_Problem 1_
Using the news story about the Virginia Tech student-trainer, decide whether each statement agrees with it: (a) Josh Chambers's father died on April 26, 2010; (b) Josh kept his $1,000 scholarship to help pay for college; (c) the disease left his father's mind intact. For each, answer yes or no and quote the deciding words.
_Problem 2_
Duplicate everything in the news story about the Virginia Tech student-trainer from "Josh Chambers is" down to "mind remained intact.".

Reading text: Begin

BLACKSBURG, Va. -

Scholarships can make attending college a lot easier.

A student-trainer at Virginia Tech donated his scholarship to honor his father.

Josh Chambers is a student-trainer for the Virginia Tech men's basketball team. Wherever he's needed, that's where Chambers is. The hours are long and the grind can be gross.

"Every manager has one or two laundry loads. You just got to come in and get it done."

Four years ago, Josh saw the worst.

On April 26, 2010, his father, Jay, died of Lou Gehrig's disease. He was diagnosed four years earlier. Eventually, his body was paralyzed but his mind remained intact.

Jay was a military man Josh who worked hard all his life. Several weeks ago, Josh earned a $1,000 scholarship as a student-trainer, money that would help him finish college. Instead he's donating that money to raise awareness about the disease that killed his dad.

"My family, we don't have a lot of money,” Chambers said. “We're having a lot of financial problems as it is, and to give up the scholarship meant a lot less room for error."

Reading text: End
Provided data: Begin

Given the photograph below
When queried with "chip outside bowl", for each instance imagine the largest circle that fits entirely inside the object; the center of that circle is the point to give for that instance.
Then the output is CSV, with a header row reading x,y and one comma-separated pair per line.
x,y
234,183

Provided data: End

_Answer section 1_
(a) Yes: "On April 26, 2010, his father, Jay, died of Lou Gehrig's disease."
(b) No: "Instead he's donating that money to raise awareness about the disease that killed his dad."
(c) Yes: "Eventually, his body was paralyzed but his mind remained intact."

_Answer section 2_
Josh Chambers is a student-trainer for the Virginia Tech men's basketball team. Wherever he's needed, that's where Chambers is. The hours are long and the grind can be gross.

"Every manager has one or two laundry loads. You just got to come in and get it done."

Four years ago, Josh saw the worst.

On April 26, 2010, his father, Jay, died of Lou Gehrig's disease. He was diagnosed four years earlier. Eventually, his body was paralyzed but his mind remained intact.